━━━━━ Stored data

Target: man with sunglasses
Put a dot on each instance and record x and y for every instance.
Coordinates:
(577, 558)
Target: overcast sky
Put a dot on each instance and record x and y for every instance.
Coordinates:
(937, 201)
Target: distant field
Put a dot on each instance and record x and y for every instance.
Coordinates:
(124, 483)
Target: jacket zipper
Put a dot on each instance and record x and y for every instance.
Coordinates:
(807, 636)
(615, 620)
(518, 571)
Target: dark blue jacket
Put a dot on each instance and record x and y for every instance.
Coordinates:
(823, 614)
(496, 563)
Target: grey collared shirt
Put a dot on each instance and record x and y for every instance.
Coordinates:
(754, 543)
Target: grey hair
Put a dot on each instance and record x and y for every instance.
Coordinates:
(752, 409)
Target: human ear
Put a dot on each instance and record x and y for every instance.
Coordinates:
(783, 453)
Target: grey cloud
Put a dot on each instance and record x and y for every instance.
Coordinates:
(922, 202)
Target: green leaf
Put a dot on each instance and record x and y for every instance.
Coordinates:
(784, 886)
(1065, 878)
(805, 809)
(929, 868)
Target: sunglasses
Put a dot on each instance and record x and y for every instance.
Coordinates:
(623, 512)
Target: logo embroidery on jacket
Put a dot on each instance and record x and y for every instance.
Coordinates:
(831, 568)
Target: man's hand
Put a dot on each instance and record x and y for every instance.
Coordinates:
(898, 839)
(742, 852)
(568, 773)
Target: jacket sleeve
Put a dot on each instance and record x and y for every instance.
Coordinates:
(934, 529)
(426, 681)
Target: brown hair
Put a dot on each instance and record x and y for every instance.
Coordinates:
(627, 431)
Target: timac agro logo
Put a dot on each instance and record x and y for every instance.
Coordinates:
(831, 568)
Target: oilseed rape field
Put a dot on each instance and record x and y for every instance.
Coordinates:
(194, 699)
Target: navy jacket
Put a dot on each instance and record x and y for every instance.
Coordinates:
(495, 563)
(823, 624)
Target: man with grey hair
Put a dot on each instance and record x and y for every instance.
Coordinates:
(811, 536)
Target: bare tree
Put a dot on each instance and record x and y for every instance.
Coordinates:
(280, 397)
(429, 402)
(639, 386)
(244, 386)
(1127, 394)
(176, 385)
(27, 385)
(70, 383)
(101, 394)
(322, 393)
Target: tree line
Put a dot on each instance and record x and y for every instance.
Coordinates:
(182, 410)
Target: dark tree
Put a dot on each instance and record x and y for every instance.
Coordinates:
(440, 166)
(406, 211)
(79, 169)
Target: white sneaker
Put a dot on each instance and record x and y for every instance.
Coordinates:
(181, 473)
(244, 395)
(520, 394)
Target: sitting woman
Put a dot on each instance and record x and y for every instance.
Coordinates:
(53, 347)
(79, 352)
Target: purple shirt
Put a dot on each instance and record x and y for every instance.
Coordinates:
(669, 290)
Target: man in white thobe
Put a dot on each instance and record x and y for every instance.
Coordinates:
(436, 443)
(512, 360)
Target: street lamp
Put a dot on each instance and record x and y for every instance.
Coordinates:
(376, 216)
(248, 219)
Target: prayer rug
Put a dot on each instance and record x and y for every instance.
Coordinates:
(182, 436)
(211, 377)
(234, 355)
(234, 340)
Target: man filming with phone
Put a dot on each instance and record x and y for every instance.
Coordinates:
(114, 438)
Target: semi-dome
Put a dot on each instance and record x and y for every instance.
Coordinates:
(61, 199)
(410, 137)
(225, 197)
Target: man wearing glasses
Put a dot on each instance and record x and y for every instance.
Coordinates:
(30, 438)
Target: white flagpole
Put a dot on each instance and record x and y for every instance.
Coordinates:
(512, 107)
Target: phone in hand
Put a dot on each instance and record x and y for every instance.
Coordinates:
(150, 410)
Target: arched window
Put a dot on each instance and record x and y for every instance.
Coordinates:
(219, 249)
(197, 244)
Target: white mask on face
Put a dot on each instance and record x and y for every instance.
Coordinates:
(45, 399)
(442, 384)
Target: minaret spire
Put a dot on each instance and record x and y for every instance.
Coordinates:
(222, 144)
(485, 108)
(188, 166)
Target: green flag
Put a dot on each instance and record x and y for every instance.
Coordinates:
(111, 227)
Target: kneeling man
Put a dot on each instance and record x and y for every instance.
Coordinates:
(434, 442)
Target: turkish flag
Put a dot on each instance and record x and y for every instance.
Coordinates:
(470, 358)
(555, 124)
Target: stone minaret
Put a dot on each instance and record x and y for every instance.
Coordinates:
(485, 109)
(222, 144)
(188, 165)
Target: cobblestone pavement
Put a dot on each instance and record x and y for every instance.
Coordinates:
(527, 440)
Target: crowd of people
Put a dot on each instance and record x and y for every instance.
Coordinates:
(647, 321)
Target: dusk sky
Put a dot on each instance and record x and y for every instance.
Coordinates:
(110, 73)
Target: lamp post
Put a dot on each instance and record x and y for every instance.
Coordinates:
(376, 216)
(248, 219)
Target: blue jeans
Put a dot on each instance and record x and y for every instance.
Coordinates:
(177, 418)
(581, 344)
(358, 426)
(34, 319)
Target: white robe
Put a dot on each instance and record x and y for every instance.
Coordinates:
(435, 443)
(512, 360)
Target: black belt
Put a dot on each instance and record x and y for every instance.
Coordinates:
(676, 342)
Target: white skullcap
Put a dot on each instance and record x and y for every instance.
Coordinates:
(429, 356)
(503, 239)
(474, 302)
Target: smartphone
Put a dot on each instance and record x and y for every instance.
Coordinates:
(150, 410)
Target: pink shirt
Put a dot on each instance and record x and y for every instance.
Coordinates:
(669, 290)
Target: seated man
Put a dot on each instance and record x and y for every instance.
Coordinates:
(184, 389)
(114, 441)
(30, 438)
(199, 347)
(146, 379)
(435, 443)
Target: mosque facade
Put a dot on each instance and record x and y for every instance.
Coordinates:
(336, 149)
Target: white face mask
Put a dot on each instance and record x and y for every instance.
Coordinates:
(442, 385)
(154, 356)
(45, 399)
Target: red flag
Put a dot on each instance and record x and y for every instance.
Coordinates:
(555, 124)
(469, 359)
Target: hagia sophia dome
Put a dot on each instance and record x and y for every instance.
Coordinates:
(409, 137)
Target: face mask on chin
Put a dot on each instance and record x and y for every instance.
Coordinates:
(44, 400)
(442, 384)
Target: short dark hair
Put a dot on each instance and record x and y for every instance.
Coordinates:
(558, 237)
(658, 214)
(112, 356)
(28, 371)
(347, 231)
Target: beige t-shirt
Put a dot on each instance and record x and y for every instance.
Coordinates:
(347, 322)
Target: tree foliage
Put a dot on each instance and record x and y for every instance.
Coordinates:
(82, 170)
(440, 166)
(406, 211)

━━━━━━━━━━

- _Instructions for the task_:
All of the data above must be retyped exactly.

- _Your solution_:
Target: man with sunglasses
Put a dot on each instance and record x and y for every instance.
Coordinates:
(577, 558)
Target: overcast sky
Put a dot on each instance and record x and y for every instance.
Coordinates:
(937, 201)
Target: distant field
Put a dot on each instance and record x and y for every instance.
Coordinates:
(124, 483)
Target: jacket zipper
Put a dot on each instance and record x and y for every instance.
Coordinates:
(807, 636)
(615, 620)
(518, 571)
Target: dark blue jacket
Put a dot on each instance and record x and y for every instance.
Coordinates:
(823, 614)
(496, 563)
Target: grey collared shirt
Put a dot on each instance and record x and y for every instance.
Coordinates:
(754, 543)
Target: grey hair
Put a dot on each instance and record x and y for every instance.
Coordinates:
(752, 409)
Target: human ear
Put a dot on each instance and record x and y for every instance.
Coordinates:
(783, 453)
Target: grey cloud
Put a dot on each instance and record x and y for every instance.
Coordinates:
(922, 202)
Target: green leaf
Put a dot on each instance and record x and y for every instance.
Coordinates:
(784, 886)
(1065, 878)
(805, 809)
(929, 868)
Target: sunglasses
Put a dot on each instance and record x and y for every instance.
Coordinates:
(623, 512)
Target: logo embroidery on jacket
Put a dot on each instance and record x and y for every instance.
Coordinates:
(831, 568)
Target: man's hand
Put a dot on each instance and record x and y for every instance.
Coordinates:
(898, 839)
(742, 852)
(568, 773)
Target: jacket sleeve
Put a dot on each instance and record x and y for every instance.
Coordinates:
(934, 529)
(426, 681)
Target: brown hair
Put a dot on each instance and record x and y for every instance.
Coordinates:
(627, 431)
Target: timac agro logo
Put a dot on each instance and record x and y for every instance.
Coordinates:
(831, 568)
Target: oilseed rape field
Put a dot on each instance and record x and y for every instance.
Coordinates:
(194, 699)
Target: navy jacket
Put a dot on each instance and record x and y for every instance.
Coordinates:
(495, 563)
(823, 624)
Target: man with grey hair
Put a dot on each instance and record x and y for every instance.
Coordinates:
(811, 536)
Target: bare tree
Put a dot on each instance and record x and y for every instance.
Coordinates:
(280, 397)
(429, 402)
(639, 386)
(244, 386)
(1127, 394)
(176, 385)
(27, 385)
(70, 383)
(101, 394)
(322, 393)
Target: tree line
Put a dot on each instance and record x and y for every instance.
Coordinates:
(182, 410)
Target: dark tree
Put a dot on each instance and record x and y for every instance.
Coordinates:
(440, 166)
(406, 211)
(79, 169)
Target: white sneaker
Put a dot on each instance and record x and y for every instance.
Coordinates:
(181, 473)
(244, 395)
(520, 394)
Target: sitting woman
Put a dot on each instance and record x and y for every instance.
Coordinates:
(53, 347)
(79, 352)
Target: purple shirt
Put a dot on each instance and record x and y for every instance.
Coordinates:
(669, 290)
Target: man in white thobe
Put a dot on each instance and record x and y for every instance.
Coordinates:
(436, 443)
(512, 360)
Target: street lamp
Put a dot on each instance and record x and y for every instance.
Coordinates:
(376, 216)
(248, 219)
Target: prayer rug
Put a dot on each instance and record x and y for every instance.
Coordinates:
(182, 436)
(211, 377)
(234, 355)
(234, 340)
Target: man filming with phone
Put a dot on each instance and record x and y for every instance.
Coordinates:
(114, 438)
Target: semi-dome
Put a dot on each instance and record x and y for every instance.
Coordinates:
(61, 199)
(410, 137)
(225, 197)
Target: man wearing glasses
Put a dot on each instance and record x and y for every instance.
Coordinates:
(30, 438)
Target: white flagpole
Put a dot on each instance and record x and y for every instance.
Coordinates:
(512, 107)
Target: phone in hand
Put a dot on each instance and record x and y for every instance.
Coordinates:
(150, 410)
Target: arched window
Put a dot on each instance and record x and y for every instance.
Coordinates:
(219, 249)
(197, 244)
Target: white mask on face
Put a dot on each instance and record x and y for every instance.
Coordinates:
(45, 399)
(442, 384)
Target: minaret spire
Put a dot on each instance and record x and y for every instance.
Coordinates:
(222, 144)
(485, 108)
(188, 166)
Target: green flag
Put a dot on each instance and record x and y for every instance.
Coordinates:
(111, 227)
Target: kneeling man
Put a dot on each instance and record x and y for every instance.
Coordinates:
(434, 442)
Target: turkish flag
Put a dot on each instance and record x and y for every instance.
Coordinates:
(470, 358)
(555, 124)
Target: stone minaret
Put a dot on each instance and record x and y for every instance.
Coordinates:
(485, 109)
(222, 144)
(188, 165)
Target: cobblestone pavement
Put a dot on each instance and record x and y for every instance.
Coordinates:
(527, 440)
Target: crowd of people
Put a dot on each instance and record x and y for every instance.
Coordinates:
(647, 321)
Target: dusk sky
Put a dot on each instance and record x and y for every instance.
Coordinates:
(110, 73)
Target: lamp post
Put a dot on each instance and record x and y for every instance.
Coordinates:
(376, 216)
(248, 219)
Target: blue jeans
Put a dot on each instance and record x and y for every instance.
Coordinates:
(177, 418)
(581, 344)
(358, 426)
(34, 319)
Target: white robe
Put a dot on each instance and record x and y for every instance.
Coordinates:
(435, 443)
(512, 360)
Target: black belt
Put a dot on each instance and record x and y for every instance.
Coordinates:
(676, 342)
Target: white skullcap
Put a dot on each instance and record x and y for every instance.
Coordinates:
(429, 356)
(503, 239)
(474, 302)
Target: smartphone
Put a dot on each instance and record x and y for every instance.
Coordinates:
(150, 410)
Target: pink shirt
Put a dot on each instance and record x and y for every instance.
Coordinates:
(669, 290)
Target: seated man
Put a dot on each instance and record x and y for every instance.
Coordinates:
(184, 389)
(114, 441)
(30, 438)
(199, 347)
(146, 379)
(435, 443)
Target: mosque facade
Put a dot on each instance and record x and y for every instance.
Coordinates:
(336, 149)
Target: white face mask
Put a dot on each instance and record x and y for every instance.
Coordinates:
(442, 385)
(154, 356)
(45, 399)
Target: red flag
Put a dot on each instance and record x and y for every instance.
Coordinates:
(555, 124)
(469, 359)
Target: hagia sophia dome
Put a dot on each instance and record x and y for every instance.
Coordinates:
(409, 137)
Target: face mask on chin
Put a dot on each instance and record x and y for every instance.
Coordinates:
(44, 400)
(442, 384)
Target: short dark hair
Put a dot on each instance and record x and y for every instance.
Coordinates:
(558, 237)
(658, 214)
(112, 356)
(28, 371)
(347, 231)
Target: beige t-shirt
Put a dot on each instance and record x and y for every instance.
Coordinates:
(347, 322)
Target: tree foliage
Put a dot on each instance and record x and y for every instance.
Coordinates:
(82, 170)
(440, 166)
(406, 211)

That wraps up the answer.